Listed entries START

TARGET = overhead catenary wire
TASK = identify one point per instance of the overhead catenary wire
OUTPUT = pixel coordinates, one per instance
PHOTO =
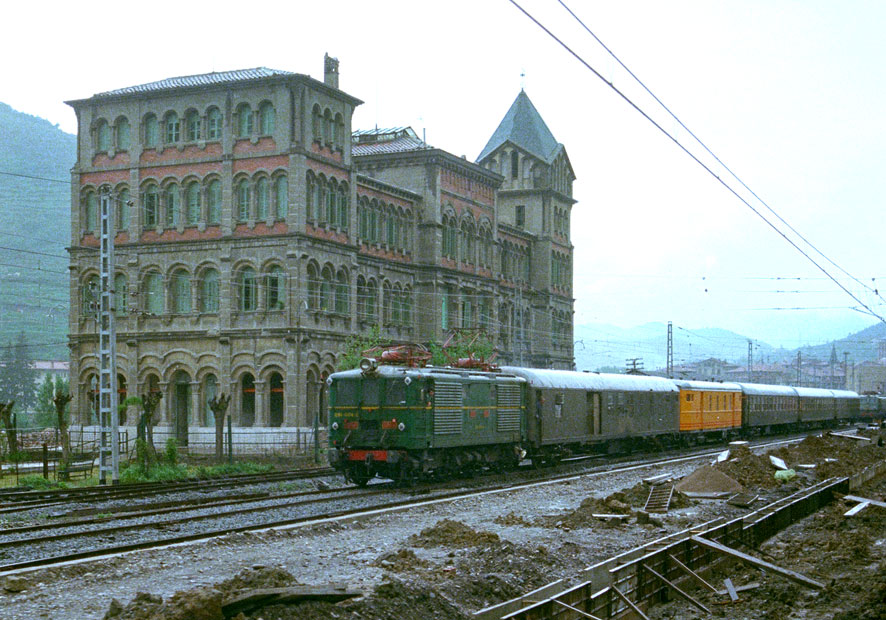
(694, 157)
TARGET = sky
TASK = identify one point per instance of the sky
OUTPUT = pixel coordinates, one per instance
(790, 95)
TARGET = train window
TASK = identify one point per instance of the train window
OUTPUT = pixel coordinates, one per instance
(396, 394)
(345, 393)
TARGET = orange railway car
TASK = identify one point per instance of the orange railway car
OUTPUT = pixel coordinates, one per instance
(707, 407)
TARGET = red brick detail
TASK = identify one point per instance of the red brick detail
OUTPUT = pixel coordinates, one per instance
(105, 176)
(258, 163)
(181, 170)
(261, 229)
(370, 250)
(119, 159)
(245, 145)
(189, 234)
(324, 233)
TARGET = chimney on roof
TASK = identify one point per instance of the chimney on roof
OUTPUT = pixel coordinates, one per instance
(330, 71)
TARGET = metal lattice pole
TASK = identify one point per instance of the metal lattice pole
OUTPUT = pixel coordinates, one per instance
(109, 450)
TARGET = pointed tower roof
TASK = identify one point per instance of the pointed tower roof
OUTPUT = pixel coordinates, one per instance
(524, 127)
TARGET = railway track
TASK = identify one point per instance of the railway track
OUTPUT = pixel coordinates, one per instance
(18, 500)
(20, 552)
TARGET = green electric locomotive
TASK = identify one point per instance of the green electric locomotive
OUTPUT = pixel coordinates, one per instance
(408, 423)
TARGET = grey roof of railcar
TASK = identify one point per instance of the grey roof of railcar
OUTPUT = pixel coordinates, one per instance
(708, 386)
(758, 389)
(436, 372)
(568, 379)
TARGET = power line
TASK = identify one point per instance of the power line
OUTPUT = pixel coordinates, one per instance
(711, 153)
(36, 178)
(695, 158)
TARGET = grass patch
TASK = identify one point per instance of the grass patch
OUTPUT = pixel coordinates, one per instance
(231, 469)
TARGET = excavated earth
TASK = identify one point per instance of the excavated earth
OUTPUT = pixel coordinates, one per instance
(447, 560)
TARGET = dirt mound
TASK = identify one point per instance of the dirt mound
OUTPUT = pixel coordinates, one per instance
(707, 479)
(449, 533)
(401, 561)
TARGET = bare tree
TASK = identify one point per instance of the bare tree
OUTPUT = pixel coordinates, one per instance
(6, 418)
(61, 400)
(219, 405)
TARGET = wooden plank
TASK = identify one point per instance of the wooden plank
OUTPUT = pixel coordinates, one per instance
(261, 597)
(578, 611)
(692, 574)
(747, 586)
(873, 502)
(784, 572)
(629, 603)
(856, 509)
(733, 595)
(679, 591)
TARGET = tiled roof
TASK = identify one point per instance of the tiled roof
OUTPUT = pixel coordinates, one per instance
(205, 79)
(379, 141)
(523, 126)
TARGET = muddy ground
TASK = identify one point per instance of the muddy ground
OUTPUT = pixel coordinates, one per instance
(448, 560)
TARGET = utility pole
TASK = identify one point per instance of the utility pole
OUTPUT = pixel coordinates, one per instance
(750, 360)
(670, 362)
(109, 451)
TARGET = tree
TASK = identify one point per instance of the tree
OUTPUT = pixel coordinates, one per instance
(45, 406)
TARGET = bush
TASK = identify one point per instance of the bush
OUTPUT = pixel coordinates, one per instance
(158, 473)
(39, 483)
(170, 454)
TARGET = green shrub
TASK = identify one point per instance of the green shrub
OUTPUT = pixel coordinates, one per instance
(39, 483)
(170, 454)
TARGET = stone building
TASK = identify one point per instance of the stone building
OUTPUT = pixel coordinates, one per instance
(256, 231)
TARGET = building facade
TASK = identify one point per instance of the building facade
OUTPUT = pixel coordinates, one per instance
(256, 232)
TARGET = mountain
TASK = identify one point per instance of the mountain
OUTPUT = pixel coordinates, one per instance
(35, 227)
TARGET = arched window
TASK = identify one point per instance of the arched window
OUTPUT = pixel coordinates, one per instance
(248, 289)
(210, 391)
(267, 117)
(386, 304)
(343, 206)
(342, 303)
(180, 289)
(275, 288)
(331, 203)
(151, 206)
(123, 137)
(173, 128)
(213, 196)
(90, 293)
(244, 121)
(310, 206)
(153, 292)
(193, 209)
(317, 121)
(121, 219)
(104, 136)
(193, 124)
(209, 291)
(214, 124)
(173, 206)
(281, 192)
(313, 287)
(262, 198)
(121, 299)
(152, 131)
(243, 201)
(90, 212)
(326, 288)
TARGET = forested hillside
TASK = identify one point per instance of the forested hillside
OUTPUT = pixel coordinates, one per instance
(34, 230)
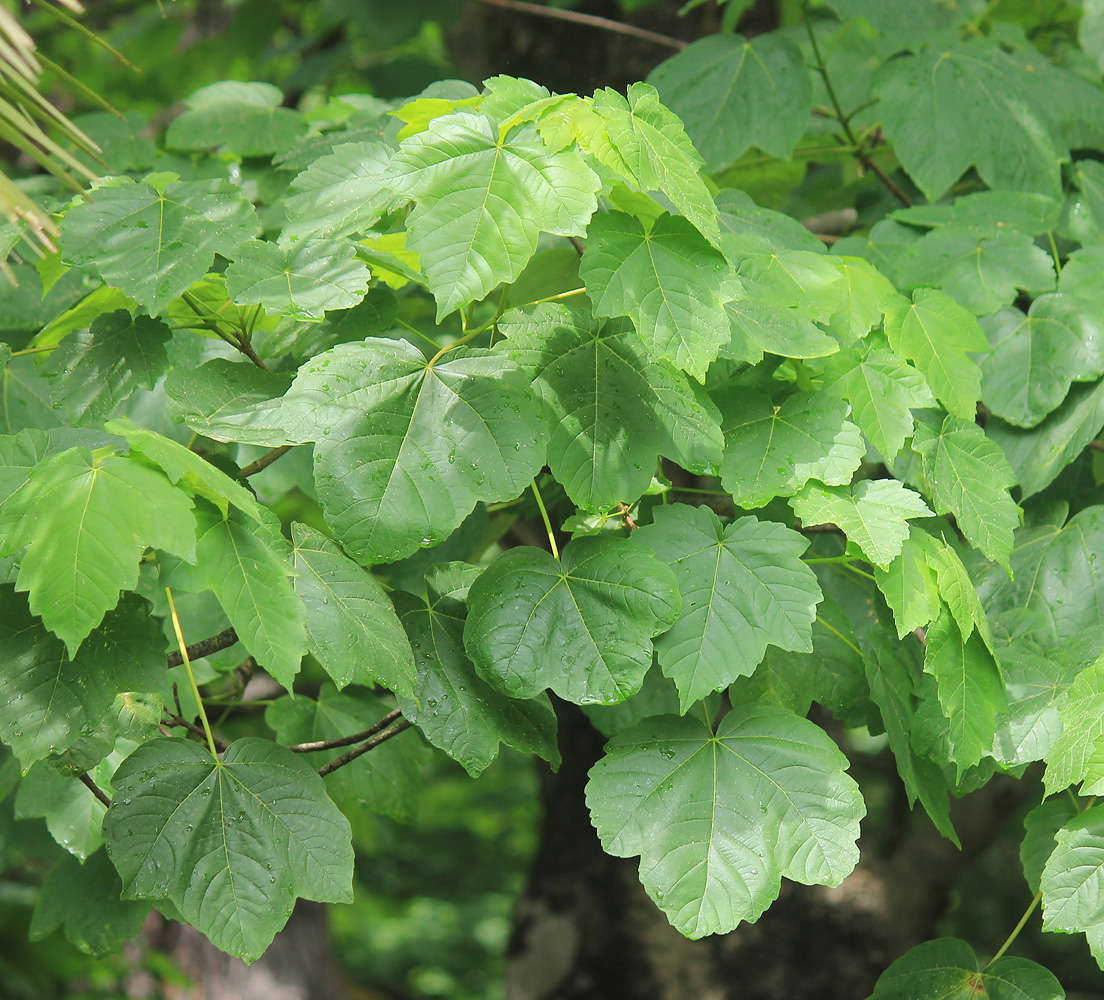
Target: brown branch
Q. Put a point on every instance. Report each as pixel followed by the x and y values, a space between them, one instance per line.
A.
pixel 591 21
pixel 96 790
pixel 348 741
pixel 265 460
pixel 363 748
pixel 226 638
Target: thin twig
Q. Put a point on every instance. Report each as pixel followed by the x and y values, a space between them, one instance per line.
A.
pixel 363 748
pixel 226 638
pixel 96 790
pixel 348 741
pixel 590 20
pixel 265 460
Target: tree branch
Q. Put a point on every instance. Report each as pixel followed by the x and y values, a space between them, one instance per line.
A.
pixel 372 744
pixel 348 741
pixel 591 21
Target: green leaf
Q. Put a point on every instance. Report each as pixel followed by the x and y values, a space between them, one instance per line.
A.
pixel 351 627
pixel 581 625
pixel 304 280
pixel 765 797
pixel 231 402
pixel 946 109
pixel 339 194
pixel 1036 357
pixel 1040 826
pixel 773 451
pixel 647 145
pixel 969 478
pixel 87 519
pixel 743 586
pixel 231 842
pixel 248 572
pixel 972 690
pixel 882 390
pixel 872 513
pixel 85 899
pixel 584 371
pixel 935 333
pixel 455 708
pixel 405 450
pixel 480 202
pixel 386 780
pixel 980 273
pixel 245 118
pixel 1073 880
pixel 96 370
pixel 48 701
pixel 947 968
pixel 734 93
pixel 155 242
pixel 667 279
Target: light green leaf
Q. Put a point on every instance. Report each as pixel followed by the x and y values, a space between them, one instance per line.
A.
pixel 968 105
pixel 872 513
pixel 385 780
pixel 351 627
pixel 718 820
pixel 304 280
pixel 405 450
pixel 481 201
pixel 773 451
pixel 85 899
pixel 339 194
pixel 581 626
pixel 231 842
pixel 1036 357
pixel 743 586
pixel 667 279
pixel 734 93
pixel 935 333
pixel 969 477
pixel 95 370
pixel 455 708
pixel 155 242
pixel 49 701
pixel 87 518
pixel 647 145
pixel 947 969
pixel 245 118
pixel 972 691
pixel 585 370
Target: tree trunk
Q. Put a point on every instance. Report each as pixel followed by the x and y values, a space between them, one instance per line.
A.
pixel 586 931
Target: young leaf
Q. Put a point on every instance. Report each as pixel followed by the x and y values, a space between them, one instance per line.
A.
pixel 872 513
pixel 87 519
pixel 969 477
pixel 581 626
pixel 773 451
pixel 718 820
pixel 455 708
pixel 351 627
pixel 125 235
pixel 304 280
pixel 667 279
pixel 734 93
pixel 95 370
pixel 481 201
pixel 405 450
pixel 935 333
pixel 743 586
pixel 584 370
pixel 231 842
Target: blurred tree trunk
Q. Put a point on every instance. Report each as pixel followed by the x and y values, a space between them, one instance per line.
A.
pixel 586 931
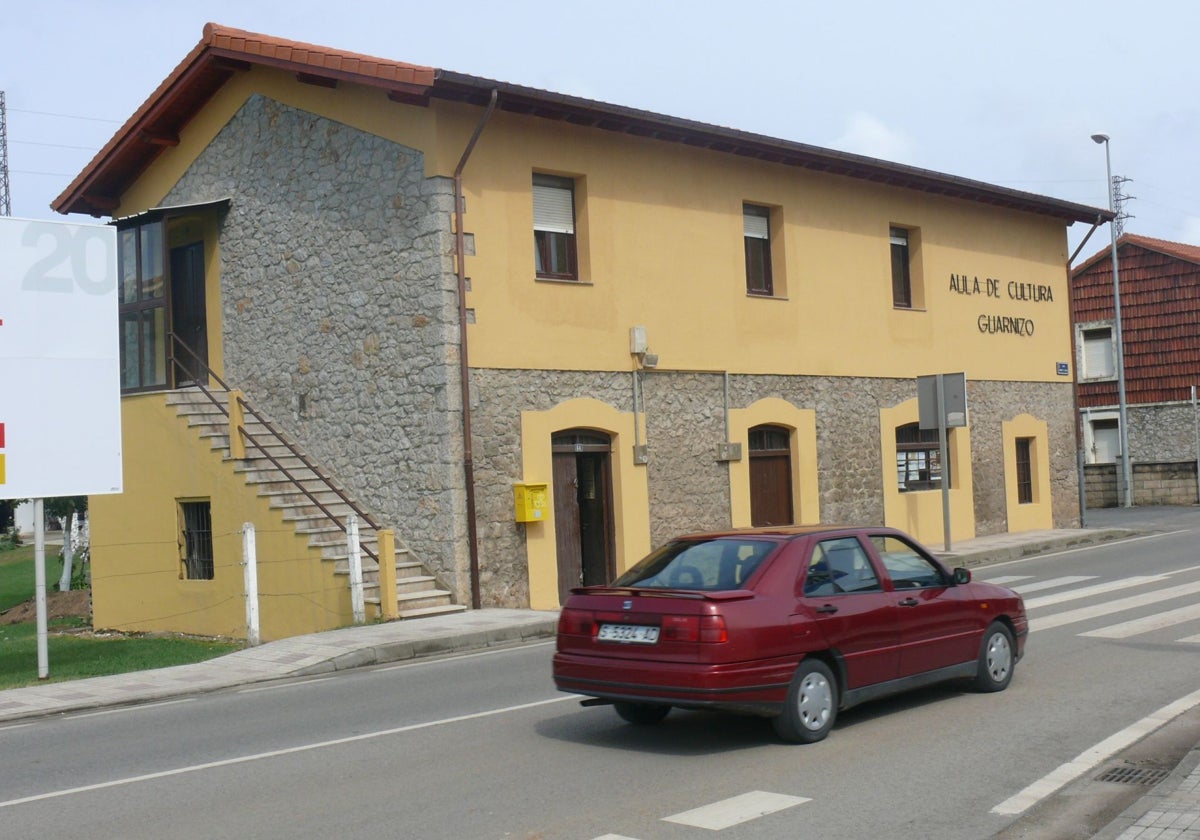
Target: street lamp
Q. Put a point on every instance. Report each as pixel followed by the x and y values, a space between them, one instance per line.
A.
pixel 1126 466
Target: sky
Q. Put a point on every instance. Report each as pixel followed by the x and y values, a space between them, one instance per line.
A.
pixel 1007 93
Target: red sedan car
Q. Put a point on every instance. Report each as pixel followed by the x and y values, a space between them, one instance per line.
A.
pixel 790 623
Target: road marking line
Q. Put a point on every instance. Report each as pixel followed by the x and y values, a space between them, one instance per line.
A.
pixel 1087 547
pixel 1131 603
pixel 1098 589
pixel 1139 625
pixel 1054 582
pixel 1089 759
pixel 276 754
pixel 736 810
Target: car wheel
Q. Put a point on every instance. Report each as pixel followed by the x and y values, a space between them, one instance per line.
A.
pixel 996 659
pixel 811 705
pixel 641 714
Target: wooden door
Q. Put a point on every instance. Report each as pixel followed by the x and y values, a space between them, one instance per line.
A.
pixel 771 477
pixel 189 321
pixel 583 522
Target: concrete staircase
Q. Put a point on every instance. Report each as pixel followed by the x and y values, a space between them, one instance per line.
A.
pixel 418 593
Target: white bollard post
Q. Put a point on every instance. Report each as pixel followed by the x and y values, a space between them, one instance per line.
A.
pixel 43 651
pixel 250 573
pixel 357 601
pixel 69 543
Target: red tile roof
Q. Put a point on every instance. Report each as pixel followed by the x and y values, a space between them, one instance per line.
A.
pixel 1159 317
pixel 225 52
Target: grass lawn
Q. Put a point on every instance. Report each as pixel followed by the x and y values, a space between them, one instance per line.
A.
pixel 17 574
pixel 72 651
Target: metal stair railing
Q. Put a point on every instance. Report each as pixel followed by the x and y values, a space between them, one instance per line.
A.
pixel 175 366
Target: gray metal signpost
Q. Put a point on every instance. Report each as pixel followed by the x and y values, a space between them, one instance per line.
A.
pixel 942 405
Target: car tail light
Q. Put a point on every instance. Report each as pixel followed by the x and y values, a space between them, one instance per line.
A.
pixel 577 623
pixel 695 629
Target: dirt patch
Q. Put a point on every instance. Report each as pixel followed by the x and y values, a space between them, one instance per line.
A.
pixel 58 605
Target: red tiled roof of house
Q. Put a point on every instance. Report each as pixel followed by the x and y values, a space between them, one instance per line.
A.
pixel 225 52
pixel 1159 313
pixel 1179 250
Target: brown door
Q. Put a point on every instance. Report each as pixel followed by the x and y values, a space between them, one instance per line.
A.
pixel 771 477
pixel 582 509
pixel 187 317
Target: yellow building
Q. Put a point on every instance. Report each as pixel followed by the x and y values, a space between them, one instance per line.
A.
pixel 535 335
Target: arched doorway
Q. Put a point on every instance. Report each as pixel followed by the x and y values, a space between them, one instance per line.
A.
pixel 583 523
pixel 771 475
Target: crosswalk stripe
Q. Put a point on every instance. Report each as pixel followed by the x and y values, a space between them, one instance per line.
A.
pixel 1140 625
pixel 1098 589
pixel 1110 607
pixel 736 810
pixel 1053 583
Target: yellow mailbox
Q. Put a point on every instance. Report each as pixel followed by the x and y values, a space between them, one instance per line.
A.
pixel 532 502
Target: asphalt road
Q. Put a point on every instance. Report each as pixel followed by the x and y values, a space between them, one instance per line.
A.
pixel 483 747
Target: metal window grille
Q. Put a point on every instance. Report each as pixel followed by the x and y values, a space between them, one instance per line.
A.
pixel 197 540
pixel 1024 471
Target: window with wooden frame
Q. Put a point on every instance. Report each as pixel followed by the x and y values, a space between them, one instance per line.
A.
pixel 143 306
pixel 196 540
pixel 1098 355
pixel 556 250
pixel 901 269
pixel 1025 471
pixel 756 235
pixel 919 459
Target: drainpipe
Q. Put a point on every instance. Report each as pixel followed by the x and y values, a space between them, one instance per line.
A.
pixel 468 463
pixel 1080 459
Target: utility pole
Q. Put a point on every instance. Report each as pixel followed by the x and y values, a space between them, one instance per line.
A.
pixel 5 198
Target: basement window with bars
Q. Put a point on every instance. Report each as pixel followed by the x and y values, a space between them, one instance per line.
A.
pixel 196 540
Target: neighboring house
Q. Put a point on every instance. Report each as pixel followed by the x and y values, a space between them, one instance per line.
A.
pixel 641 325
pixel 1161 333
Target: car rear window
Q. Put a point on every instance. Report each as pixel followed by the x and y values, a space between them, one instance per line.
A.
pixel 709 565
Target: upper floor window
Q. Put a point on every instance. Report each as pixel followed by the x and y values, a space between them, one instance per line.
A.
pixel 901 269
pixel 553 227
pixel 1097 354
pixel 756 233
pixel 143 306
pixel 918 459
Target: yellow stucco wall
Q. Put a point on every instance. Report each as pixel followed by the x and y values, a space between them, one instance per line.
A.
pixel 660 245
pixel 803 427
pixel 629 489
pixel 919 513
pixel 1037 515
pixel 659 228
pixel 137 574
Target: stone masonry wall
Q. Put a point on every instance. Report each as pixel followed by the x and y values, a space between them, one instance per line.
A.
pixel 339 307
pixel 684 423
pixel 1164 432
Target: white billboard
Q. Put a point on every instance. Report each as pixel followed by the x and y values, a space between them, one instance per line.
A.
pixel 60 394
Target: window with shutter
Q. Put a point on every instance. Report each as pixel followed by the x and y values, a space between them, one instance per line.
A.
pixel 1098 355
pixel 553 227
pixel 756 234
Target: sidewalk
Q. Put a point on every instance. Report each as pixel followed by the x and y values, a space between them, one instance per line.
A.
pixel 1170 811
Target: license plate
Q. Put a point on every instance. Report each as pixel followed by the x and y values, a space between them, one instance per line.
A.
pixel 631 634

Listed entries END

# Exercise
Among the entries above, locate the lines containing "TARGET = utility pole" and "TASK = identify one point per instance of the mountain", and transcribe exactly those two lines and all lines between.

# Result of the exercise
TARGET = utility pole
TASK = identify one point per instance of the utility pole
OUTPUT = pixel coordinates, one per instance
(750, 360)
(670, 362)
(109, 451)
TARGET = tree
TASK = identify one point per instance of the tree
OUTPUT = pixel coordinates, one per instance
(45, 406)
TARGET = bush
TASK = identify one point per instance of the bush
OUTPUT = pixel coordinates, one per instance
(158, 473)
(39, 483)
(170, 454)
TARGET = green shrub
TASK = identify one point per instance of the green shrub
OUTPUT = pixel coordinates, one per instance
(39, 483)
(170, 454)
TARGET = stone building
TASK = identify one point per instance of the stone building
OUTPUT = pixel coordinates, one per instance
(256, 231)
TARGET = building facade
TASK = identify one point per instance of the building facade
OUTPUT = pixel coordinates, one per instance
(256, 232)
TARGET = mountain
TASK = identify one point per instance of the mountain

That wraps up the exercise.